======== DOCUMENT SECTION ========

Why is Iterative-deepening A* optimal, even without monotonicity?

Problem Detail: 

Why is it that Iterative-deepening A* is optimal, even without monotonicity? How can I be sure that the first goal reached is the optimal one?

Asked By : Lieven Cardoen

Answered By : Carlos Linares López

In a nutshell: IDA* traverses all paths of lengths iteratively larger and it stops only when expanding (as opposed to generating) the goal node with a cost such that all paths of an inferior cost have been already examined. Monotonicity (or consistency) is not required but admissibility of the heuristic function is a must if optimal solutions are required.

Now, how can we achieve that? It is simple. Get rid of the condition of monotonicity and pay attention instead to the condition of admissibility, i.e., $h(n)\leq h^*(n)$ where $h(n)$ is the heuristic estimate to reach the goal $t$ from node $n$ and $h^*(n)$ is the optimal cost of reaching the target. In other words, all that is required is that we have a function (i.e., $h(n)$) which provides a lower bound on the cost-to-go.

In the following bear in mind that IDA$^*$ is nothing more and nothing less than a depth-first search algorithm which prunes children that exceed a particular $f(n)$ value. As in the case of A$^*$, $f(n)=g(n)+h(n)$ where $g(n)$ is the cost of the path from the start state $s$ to $n$. All we have to do is to decide how to handle $f(n)$ while achieving our goal ...

======== INFORMATION SUPPLIED ========

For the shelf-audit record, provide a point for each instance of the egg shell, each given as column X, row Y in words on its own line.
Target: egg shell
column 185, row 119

========

Write the next part of the explanation of why IDA* is optimal without monotonicity, picking up after its last sentence.

*RESPONSE*
• Step 1: Since we have a lower bound to reach the goal, start IDA$^*$ with a threshold equal to $h(s)$, the heuristic estimate of the start state. This simply amounts to traverse all paths stemming from $s$ until a node $n$ is found such that $f(n) > h(s)$. This operation is necessarily finite in locally finite graphs (i.e., with bounded branching factor). While generating paths, note that you stop at those nodes $n$ that meet the aforementioned condition so that you can easily save the minimum excess over $h(s)$

• Step 2: Once the first step is over, you know: first, no path of length $h(s)$ gets to the target; second, the next cheaper paths that can be traversed from $s$ have a cost equal to the minimum excess computed in the previous iteration. This is all you need. Proceed now as in Step 1 but using the minimum excess computed in the previous iteration as the threshold. If the iteration ended withouth success apply iteratively until getting to the solution.

Notice the remark I made in the first paragraph: from the behaviour of this algorithm, admissibility is guaranteed if you stop when expanding the goal node. This means that all paths of an inferior cost have been already traversed. If you ever stop when generating the goal, then you might incurr in suboptimal solutions since those paths might have a cost that exceeds the current threshold of that iteration.

In no place, consistency is required. From Steps 1 and 2, a proof of correctness can be easily derived by induction on the number of iterations.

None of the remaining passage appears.